=== DATA FOR THE TASK ===

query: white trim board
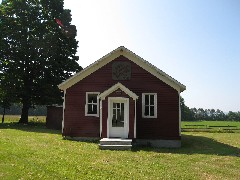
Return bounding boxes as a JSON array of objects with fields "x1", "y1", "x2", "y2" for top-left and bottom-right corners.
[
  {"x1": 58, "y1": 46, "x2": 186, "y2": 93},
  {"x1": 62, "y1": 90, "x2": 66, "y2": 134},
  {"x1": 142, "y1": 93, "x2": 157, "y2": 118},
  {"x1": 98, "y1": 82, "x2": 138, "y2": 101},
  {"x1": 85, "y1": 92, "x2": 100, "y2": 117}
]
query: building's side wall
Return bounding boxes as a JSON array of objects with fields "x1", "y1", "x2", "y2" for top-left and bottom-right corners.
[
  {"x1": 63, "y1": 55, "x2": 179, "y2": 139},
  {"x1": 46, "y1": 106, "x2": 63, "y2": 130},
  {"x1": 63, "y1": 87, "x2": 100, "y2": 137}
]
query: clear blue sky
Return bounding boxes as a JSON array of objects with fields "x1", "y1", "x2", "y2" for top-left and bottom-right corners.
[{"x1": 64, "y1": 0, "x2": 240, "y2": 112}]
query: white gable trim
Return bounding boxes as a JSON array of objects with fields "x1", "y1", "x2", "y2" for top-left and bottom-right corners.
[
  {"x1": 98, "y1": 82, "x2": 138, "y2": 100},
  {"x1": 58, "y1": 48, "x2": 122, "y2": 90},
  {"x1": 122, "y1": 49, "x2": 185, "y2": 93},
  {"x1": 58, "y1": 46, "x2": 186, "y2": 92}
]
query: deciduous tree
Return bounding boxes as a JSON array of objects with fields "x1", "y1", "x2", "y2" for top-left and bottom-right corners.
[{"x1": 0, "y1": 0, "x2": 81, "y2": 123}]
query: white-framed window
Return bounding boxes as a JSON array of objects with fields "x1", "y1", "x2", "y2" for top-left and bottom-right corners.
[
  {"x1": 85, "y1": 92, "x2": 100, "y2": 117},
  {"x1": 142, "y1": 93, "x2": 157, "y2": 118}
]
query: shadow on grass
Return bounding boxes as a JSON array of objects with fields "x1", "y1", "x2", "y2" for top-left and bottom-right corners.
[
  {"x1": 132, "y1": 134, "x2": 240, "y2": 157},
  {"x1": 1, "y1": 123, "x2": 239, "y2": 156},
  {"x1": 62, "y1": 137, "x2": 100, "y2": 144},
  {"x1": 0, "y1": 122, "x2": 61, "y2": 135}
]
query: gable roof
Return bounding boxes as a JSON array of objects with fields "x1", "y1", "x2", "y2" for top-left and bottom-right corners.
[
  {"x1": 98, "y1": 82, "x2": 138, "y2": 100},
  {"x1": 58, "y1": 46, "x2": 186, "y2": 93}
]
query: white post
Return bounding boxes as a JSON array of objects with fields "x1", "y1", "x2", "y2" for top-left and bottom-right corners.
[
  {"x1": 179, "y1": 93, "x2": 181, "y2": 136},
  {"x1": 62, "y1": 90, "x2": 66, "y2": 134}
]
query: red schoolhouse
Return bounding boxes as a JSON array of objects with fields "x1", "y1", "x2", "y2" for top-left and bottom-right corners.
[{"x1": 58, "y1": 46, "x2": 186, "y2": 147}]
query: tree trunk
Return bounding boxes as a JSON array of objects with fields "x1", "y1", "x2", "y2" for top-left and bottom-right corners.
[
  {"x1": 19, "y1": 98, "x2": 30, "y2": 124},
  {"x1": 2, "y1": 107, "x2": 5, "y2": 124}
]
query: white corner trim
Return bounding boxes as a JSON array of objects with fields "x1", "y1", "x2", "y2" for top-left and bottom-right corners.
[
  {"x1": 58, "y1": 46, "x2": 186, "y2": 92},
  {"x1": 107, "y1": 98, "x2": 110, "y2": 138},
  {"x1": 85, "y1": 92, "x2": 100, "y2": 117},
  {"x1": 62, "y1": 90, "x2": 66, "y2": 134},
  {"x1": 58, "y1": 48, "x2": 122, "y2": 90},
  {"x1": 134, "y1": 100, "x2": 136, "y2": 138},
  {"x1": 98, "y1": 82, "x2": 138, "y2": 100},
  {"x1": 100, "y1": 99, "x2": 102, "y2": 137},
  {"x1": 179, "y1": 93, "x2": 181, "y2": 136},
  {"x1": 123, "y1": 51, "x2": 185, "y2": 93}
]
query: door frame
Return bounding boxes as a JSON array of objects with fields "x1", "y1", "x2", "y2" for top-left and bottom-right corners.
[{"x1": 107, "y1": 97, "x2": 129, "y2": 138}]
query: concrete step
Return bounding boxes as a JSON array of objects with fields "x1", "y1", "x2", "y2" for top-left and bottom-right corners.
[
  {"x1": 99, "y1": 138, "x2": 132, "y2": 150},
  {"x1": 100, "y1": 138, "x2": 132, "y2": 145},
  {"x1": 99, "y1": 144, "x2": 132, "y2": 150}
]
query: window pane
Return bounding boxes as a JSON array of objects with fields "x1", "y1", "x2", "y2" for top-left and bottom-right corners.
[
  {"x1": 145, "y1": 95, "x2": 149, "y2": 105},
  {"x1": 113, "y1": 103, "x2": 116, "y2": 108},
  {"x1": 144, "y1": 106, "x2": 149, "y2": 116},
  {"x1": 150, "y1": 95, "x2": 154, "y2": 105},
  {"x1": 88, "y1": 104, "x2": 97, "y2": 114},
  {"x1": 112, "y1": 103, "x2": 124, "y2": 127},
  {"x1": 88, "y1": 94, "x2": 97, "y2": 103},
  {"x1": 121, "y1": 103, "x2": 124, "y2": 114},
  {"x1": 117, "y1": 109, "x2": 120, "y2": 120},
  {"x1": 150, "y1": 106, "x2": 155, "y2": 116},
  {"x1": 92, "y1": 104, "x2": 97, "y2": 114},
  {"x1": 112, "y1": 112, "x2": 117, "y2": 127},
  {"x1": 117, "y1": 103, "x2": 120, "y2": 108},
  {"x1": 121, "y1": 103, "x2": 124, "y2": 123},
  {"x1": 88, "y1": 104, "x2": 93, "y2": 114}
]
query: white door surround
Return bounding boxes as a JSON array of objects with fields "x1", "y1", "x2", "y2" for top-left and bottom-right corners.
[
  {"x1": 108, "y1": 97, "x2": 129, "y2": 138},
  {"x1": 98, "y1": 82, "x2": 138, "y2": 139}
]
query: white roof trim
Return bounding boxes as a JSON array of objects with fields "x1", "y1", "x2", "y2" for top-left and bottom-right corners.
[
  {"x1": 58, "y1": 46, "x2": 186, "y2": 92},
  {"x1": 98, "y1": 82, "x2": 138, "y2": 100}
]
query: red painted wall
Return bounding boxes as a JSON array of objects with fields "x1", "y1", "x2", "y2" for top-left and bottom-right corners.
[{"x1": 63, "y1": 55, "x2": 180, "y2": 139}]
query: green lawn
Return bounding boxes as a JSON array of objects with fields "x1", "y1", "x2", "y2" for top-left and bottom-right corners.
[
  {"x1": 182, "y1": 121, "x2": 240, "y2": 132},
  {"x1": 0, "y1": 122, "x2": 239, "y2": 179},
  {"x1": 1, "y1": 115, "x2": 46, "y2": 123},
  {"x1": 182, "y1": 120, "x2": 240, "y2": 127}
]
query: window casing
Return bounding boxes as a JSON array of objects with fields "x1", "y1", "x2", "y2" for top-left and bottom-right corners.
[
  {"x1": 142, "y1": 93, "x2": 157, "y2": 118},
  {"x1": 85, "y1": 92, "x2": 100, "y2": 117}
]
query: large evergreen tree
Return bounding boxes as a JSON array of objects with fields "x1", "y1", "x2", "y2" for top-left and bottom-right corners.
[{"x1": 0, "y1": 0, "x2": 81, "y2": 123}]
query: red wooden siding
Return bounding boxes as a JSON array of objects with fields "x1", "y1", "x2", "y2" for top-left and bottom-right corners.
[
  {"x1": 63, "y1": 55, "x2": 180, "y2": 139},
  {"x1": 128, "y1": 99, "x2": 135, "y2": 139},
  {"x1": 101, "y1": 98, "x2": 107, "y2": 137}
]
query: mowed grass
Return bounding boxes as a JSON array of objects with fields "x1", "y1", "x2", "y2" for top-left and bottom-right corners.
[
  {"x1": 1, "y1": 115, "x2": 46, "y2": 124},
  {"x1": 182, "y1": 121, "x2": 240, "y2": 127},
  {"x1": 182, "y1": 121, "x2": 240, "y2": 133},
  {"x1": 0, "y1": 122, "x2": 240, "y2": 179}
]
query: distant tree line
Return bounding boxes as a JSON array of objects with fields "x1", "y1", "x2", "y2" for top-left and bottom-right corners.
[
  {"x1": 180, "y1": 97, "x2": 240, "y2": 121},
  {"x1": 1, "y1": 97, "x2": 239, "y2": 121},
  {"x1": 0, "y1": 104, "x2": 46, "y2": 116}
]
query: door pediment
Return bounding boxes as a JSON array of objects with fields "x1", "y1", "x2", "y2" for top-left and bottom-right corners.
[{"x1": 98, "y1": 82, "x2": 138, "y2": 100}]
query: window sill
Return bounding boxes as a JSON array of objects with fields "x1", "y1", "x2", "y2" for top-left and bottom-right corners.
[
  {"x1": 85, "y1": 114, "x2": 99, "y2": 117},
  {"x1": 142, "y1": 116, "x2": 157, "y2": 119}
]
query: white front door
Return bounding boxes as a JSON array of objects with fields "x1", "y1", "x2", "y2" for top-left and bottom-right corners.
[{"x1": 109, "y1": 98, "x2": 129, "y2": 138}]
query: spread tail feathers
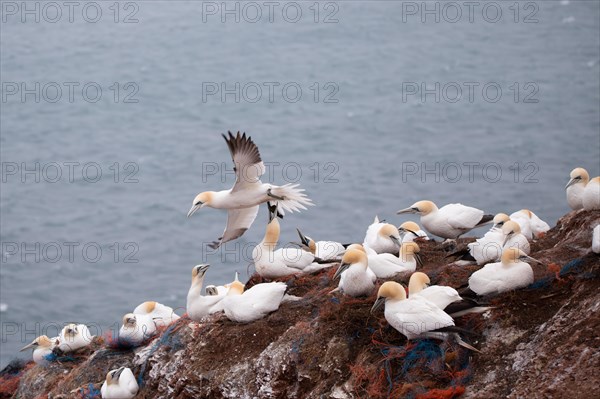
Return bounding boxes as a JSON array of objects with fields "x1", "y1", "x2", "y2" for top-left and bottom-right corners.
[{"x1": 269, "y1": 184, "x2": 314, "y2": 215}]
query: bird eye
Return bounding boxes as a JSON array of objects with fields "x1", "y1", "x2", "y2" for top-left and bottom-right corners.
[{"x1": 412, "y1": 207, "x2": 419, "y2": 211}]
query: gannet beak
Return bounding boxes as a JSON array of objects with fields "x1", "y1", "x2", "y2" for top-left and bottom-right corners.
[
  {"x1": 268, "y1": 202, "x2": 279, "y2": 222},
  {"x1": 565, "y1": 178, "x2": 578, "y2": 189},
  {"x1": 400, "y1": 228, "x2": 419, "y2": 238},
  {"x1": 414, "y1": 252, "x2": 424, "y2": 268},
  {"x1": 114, "y1": 367, "x2": 125, "y2": 379},
  {"x1": 502, "y1": 234, "x2": 512, "y2": 247},
  {"x1": 187, "y1": 203, "x2": 202, "y2": 218},
  {"x1": 20, "y1": 342, "x2": 35, "y2": 351},
  {"x1": 397, "y1": 207, "x2": 417, "y2": 215},
  {"x1": 196, "y1": 264, "x2": 210, "y2": 276},
  {"x1": 524, "y1": 255, "x2": 544, "y2": 265},
  {"x1": 296, "y1": 228, "x2": 310, "y2": 247},
  {"x1": 333, "y1": 263, "x2": 350, "y2": 281},
  {"x1": 389, "y1": 235, "x2": 401, "y2": 246},
  {"x1": 371, "y1": 297, "x2": 385, "y2": 314}
]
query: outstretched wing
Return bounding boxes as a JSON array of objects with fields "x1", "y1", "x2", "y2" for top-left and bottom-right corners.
[
  {"x1": 209, "y1": 206, "x2": 259, "y2": 249},
  {"x1": 222, "y1": 131, "x2": 265, "y2": 192}
]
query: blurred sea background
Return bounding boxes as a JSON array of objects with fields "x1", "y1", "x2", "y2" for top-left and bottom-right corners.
[{"x1": 1, "y1": 0, "x2": 599, "y2": 367}]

===

| THE TASK |
Please print, exactly as given, the lines running from the beginning of the listing through the line containing "query: clear blue sky", omitting each picture.

| EXPECTED ANSWER |
query: white trim board
Return bounding boxes as a JSON array of objects with fields "x1", "y1", "x2", "y2" for top-left and bottom-right corners.
[
  {"x1": 58, "y1": 46, "x2": 186, "y2": 93},
  {"x1": 62, "y1": 90, "x2": 66, "y2": 134},
  {"x1": 142, "y1": 93, "x2": 157, "y2": 118},
  {"x1": 98, "y1": 82, "x2": 138, "y2": 101},
  {"x1": 85, "y1": 92, "x2": 100, "y2": 117}
]
query: building's side wall
Return bounding boxes as a JSON array of objects with fields "x1", "y1", "x2", "y2" for top-left and bottom-right corners.
[
  {"x1": 63, "y1": 55, "x2": 179, "y2": 139},
  {"x1": 46, "y1": 106, "x2": 63, "y2": 130},
  {"x1": 63, "y1": 87, "x2": 100, "y2": 137}
]
query: clear blue sky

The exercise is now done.